GOAL: Reproduce each of the following items word for word, but leave the pictures out of your copy.

PROVIDED RECORDS:
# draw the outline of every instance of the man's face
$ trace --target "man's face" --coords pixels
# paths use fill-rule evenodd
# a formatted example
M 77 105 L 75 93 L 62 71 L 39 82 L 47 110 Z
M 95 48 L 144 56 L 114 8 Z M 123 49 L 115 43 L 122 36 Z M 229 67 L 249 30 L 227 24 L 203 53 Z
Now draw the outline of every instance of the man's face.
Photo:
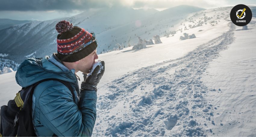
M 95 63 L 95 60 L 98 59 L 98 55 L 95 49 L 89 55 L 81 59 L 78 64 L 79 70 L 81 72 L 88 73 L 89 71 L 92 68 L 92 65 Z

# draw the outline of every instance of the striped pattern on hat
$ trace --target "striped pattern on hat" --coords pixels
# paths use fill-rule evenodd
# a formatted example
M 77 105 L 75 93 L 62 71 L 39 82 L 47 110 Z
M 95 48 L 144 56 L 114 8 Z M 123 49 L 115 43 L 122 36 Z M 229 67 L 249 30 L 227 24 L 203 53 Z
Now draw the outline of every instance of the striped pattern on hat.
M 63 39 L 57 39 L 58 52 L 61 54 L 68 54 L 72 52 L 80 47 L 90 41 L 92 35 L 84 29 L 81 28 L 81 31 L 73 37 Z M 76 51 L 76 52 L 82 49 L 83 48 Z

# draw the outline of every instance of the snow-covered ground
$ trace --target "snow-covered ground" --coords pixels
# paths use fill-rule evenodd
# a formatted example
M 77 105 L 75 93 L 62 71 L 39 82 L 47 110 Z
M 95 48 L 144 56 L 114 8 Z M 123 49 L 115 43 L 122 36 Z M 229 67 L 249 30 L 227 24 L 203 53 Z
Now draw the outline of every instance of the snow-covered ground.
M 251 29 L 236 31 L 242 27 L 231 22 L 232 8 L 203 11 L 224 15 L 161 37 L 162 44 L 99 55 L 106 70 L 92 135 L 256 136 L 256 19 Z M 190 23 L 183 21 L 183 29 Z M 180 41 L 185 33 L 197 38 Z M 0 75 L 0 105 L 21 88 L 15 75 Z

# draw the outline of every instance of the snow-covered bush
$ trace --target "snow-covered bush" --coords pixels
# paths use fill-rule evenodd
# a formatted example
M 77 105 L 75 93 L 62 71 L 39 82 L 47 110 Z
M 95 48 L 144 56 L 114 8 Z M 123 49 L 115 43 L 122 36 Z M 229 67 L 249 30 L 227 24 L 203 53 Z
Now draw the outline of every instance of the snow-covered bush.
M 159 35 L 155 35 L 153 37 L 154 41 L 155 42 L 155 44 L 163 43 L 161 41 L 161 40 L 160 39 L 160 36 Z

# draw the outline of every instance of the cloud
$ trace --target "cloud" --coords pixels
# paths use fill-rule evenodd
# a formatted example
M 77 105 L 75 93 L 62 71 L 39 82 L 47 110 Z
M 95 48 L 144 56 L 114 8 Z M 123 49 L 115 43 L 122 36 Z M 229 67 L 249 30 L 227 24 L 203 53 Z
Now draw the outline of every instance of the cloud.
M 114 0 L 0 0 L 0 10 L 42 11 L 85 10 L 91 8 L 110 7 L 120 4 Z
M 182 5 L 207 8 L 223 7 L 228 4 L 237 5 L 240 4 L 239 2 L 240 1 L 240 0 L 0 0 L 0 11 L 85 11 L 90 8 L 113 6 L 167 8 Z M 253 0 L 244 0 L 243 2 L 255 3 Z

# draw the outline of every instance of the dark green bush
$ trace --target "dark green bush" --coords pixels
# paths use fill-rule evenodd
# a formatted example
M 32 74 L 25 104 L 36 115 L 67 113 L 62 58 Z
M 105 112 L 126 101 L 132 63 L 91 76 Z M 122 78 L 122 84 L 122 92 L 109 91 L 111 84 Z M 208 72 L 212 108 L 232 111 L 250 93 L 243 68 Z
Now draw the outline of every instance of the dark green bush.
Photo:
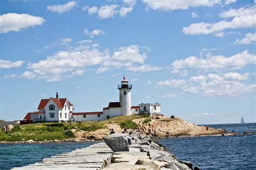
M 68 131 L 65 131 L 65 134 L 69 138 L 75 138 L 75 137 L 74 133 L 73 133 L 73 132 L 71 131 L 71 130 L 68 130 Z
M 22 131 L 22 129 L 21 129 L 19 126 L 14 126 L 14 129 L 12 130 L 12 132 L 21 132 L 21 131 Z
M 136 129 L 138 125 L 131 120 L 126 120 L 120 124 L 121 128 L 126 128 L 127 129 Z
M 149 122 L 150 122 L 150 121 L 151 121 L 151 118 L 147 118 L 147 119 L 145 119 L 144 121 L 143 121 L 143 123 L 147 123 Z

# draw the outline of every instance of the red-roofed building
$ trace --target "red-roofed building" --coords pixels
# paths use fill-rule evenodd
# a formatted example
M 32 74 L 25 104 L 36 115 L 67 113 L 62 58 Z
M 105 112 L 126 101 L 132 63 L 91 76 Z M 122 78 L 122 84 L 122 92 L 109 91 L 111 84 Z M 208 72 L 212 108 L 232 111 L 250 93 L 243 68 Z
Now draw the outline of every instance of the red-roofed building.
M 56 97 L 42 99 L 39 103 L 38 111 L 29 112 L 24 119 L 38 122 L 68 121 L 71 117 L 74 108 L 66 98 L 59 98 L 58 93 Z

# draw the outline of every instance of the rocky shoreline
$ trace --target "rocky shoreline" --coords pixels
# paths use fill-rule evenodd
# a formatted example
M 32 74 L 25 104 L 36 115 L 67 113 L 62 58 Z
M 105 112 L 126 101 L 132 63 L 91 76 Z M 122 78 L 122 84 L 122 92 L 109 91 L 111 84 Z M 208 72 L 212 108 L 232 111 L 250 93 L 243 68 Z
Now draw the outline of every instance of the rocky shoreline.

SOLUTION FOR THIS PROBLEM:
# draw the outline of every instance of the man's face
$ trace --target "man's face" --coords pixels
# paths use fill-rule evenodd
# a formatted example
M 77 105 L 75 93 L 62 71 L 39 82 L 47 110 Z
M 95 48 L 144 56 L 114 8 Z M 123 49 L 115 43 L 122 36 Z M 229 67 L 249 30 L 227 24 L 203 53 Z
Now draw the outline of every instance of the man's face.
Photo:
M 95 63 L 95 60 L 98 59 L 98 55 L 95 49 L 89 55 L 81 59 L 78 64 L 79 70 L 81 72 L 88 73 L 89 71 L 92 68 L 92 65 Z

# draw the outline of every instance of the striped pattern on hat
$ trace --target "striped pattern on hat" --coords pixels
# paths use fill-rule evenodd
# a formatted example
M 77 105 L 75 93 L 62 71 L 39 82 L 47 110 Z
M 95 48 L 144 56 L 114 8 Z M 123 49 L 115 43 L 122 36 Z M 229 67 L 249 30 L 227 24 L 203 53 Z
Now draw the outline of every instance of the striped pattern on hat.
M 63 39 L 57 39 L 58 52 L 61 54 L 68 54 L 72 52 L 80 47 L 90 41 L 92 35 L 84 29 L 81 28 L 81 31 L 73 37 Z M 76 51 L 76 52 L 82 49 L 83 48 Z

# draw the outline of every instance of the snow-covered ground
$ trace --target "snow-covered ground" --coords pixels
# paths use fill-rule evenodd
# a formatted example
M 77 105 L 75 93 L 62 71 L 39 82 L 47 110 Z
M 95 48 L 144 56 L 114 8 Z M 123 49 L 115 43 L 122 36 Z M 229 67 L 249 30 L 227 24 L 203 53 Z
Now draw the outline of every instance of the snow-covered ground.
M 251 29 L 236 31 L 242 27 L 231 22 L 232 8 L 203 11 L 224 15 L 161 37 L 162 44 L 99 55 L 106 70 L 92 135 L 256 136 L 256 19 Z M 190 23 L 183 21 L 183 29 Z M 180 41 L 185 33 L 197 38 Z M 0 75 L 0 105 L 21 88 L 15 75 Z

# draw the outline of every instance of the snow-covered bush
$ trace --target "snow-covered bush" --coords pixels
# paths use fill-rule evenodd
# a formatted example
M 77 105 L 75 93 L 62 71 L 39 82 L 47 110 Z
M 95 48 L 144 56 L 114 8 Z M 123 49 L 115 43 L 122 36 Z M 229 67 L 249 30 L 227 24 L 203 53 Z
Now draw the outline of every instance of the snow-covered bush.
M 159 35 L 155 35 L 153 37 L 154 41 L 155 42 L 155 44 L 163 43 L 161 41 L 161 40 L 160 39 L 160 36 Z

# draw the outline of every instance of the cloud
$ trace --target "cloud" --coords pixels
# paths use fill-rule evenodd
# a formatted example
M 77 105 L 75 93 L 62 71 L 39 82 L 47 110 Z
M 95 48 L 144 56 L 114 8 Z M 123 49 L 115 43 L 122 36 Z M 229 67 L 249 30 L 227 24 L 203 53 Z
Now draw the outline of every instance of the cloud.
M 114 0 L 0 0 L 0 10 L 42 11 L 85 10 L 91 8 L 110 7 L 120 4 Z
M 182 5 L 207 8 L 223 7 L 228 4 L 237 5 L 240 4 L 239 2 L 240 1 L 240 0 L 0 0 L 0 11 L 85 11 L 90 8 L 113 6 L 167 8 Z M 253 0 L 244 0 L 243 2 L 255 3 Z

# draw the outline of every instance of the dark green bush
$ trace --target "dark green bush" --coords pixels
# paths use fill-rule evenodd
# a formatted example
M 32 74 L 25 104 L 36 115 L 67 113 L 62 58 Z
M 105 112 L 126 101 L 132 63 L 91 76 Z M 122 78 L 122 84 L 122 92 L 109 91 L 111 84 Z M 208 72 L 212 108 L 232 111 L 250 93 L 243 68 Z
Now draw the outline of every instance of the dark green bush.
Photo:
M 68 131 L 65 131 L 65 134 L 69 138 L 75 138 L 75 137 L 74 133 L 73 133 L 73 132 L 71 131 L 71 130 L 68 130 Z
M 22 131 L 22 129 L 21 129 L 19 126 L 14 126 L 14 129 L 12 130 L 12 132 L 21 132 L 21 131 Z
M 136 129 L 138 125 L 131 120 L 126 120 L 120 124 L 121 128 L 126 128 L 127 129 Z
M 149 122 L 150 122 L 150 121 L 151 121 L 151 118 L 147 118 L 147 119 L 145 119 L 144 121 L 143 121 L 143 123 L 147 123 Z

# draw the outline of every instance of the red-roofed building
$ trace --target "red-roofed building" --coords pixels
# paths use fill-rule evenodd
# a formatted example
M 32 74 L 25 104 L 36 115 L 67 113 L 62 58 Z
M 105 112 L 126 101 L 132 63 L 91 76 Z M 122 78 L 122 84 L 122 92 L 109 91 L 111 84 Z M 208 72 L 212 108 L 232 111 L 250 93 L 243 68 Z
Now draw the outline of every instance of the red-roofed building.
M 56 97 L 42 99 L 39 103 L 38 111 L 29 112 L 24 119 L 38 122 L 68 121 L 71 117 L 74 108 L 66 98 L 59 98 L 58 93 Z

# draw the outline of every instance of the rocky shoreline
$ trace --target "rocky shoreline" --coords pixels
# paths use fill-rule evenodd
# a formatted example
M 32 74 L 25 104 L 36 115 L 67 113 L 62 58 Z
M 105 112 L 126 101 L 132 63 L 91 76 Z M 122 78 L 122 84 L 122 92 L 109 91 L 111 84 Z M 208 72 L 212 108 L 232 111 L 250 93 L 243 68 Z
Now draw the outline of every instance of the rocky shoreline.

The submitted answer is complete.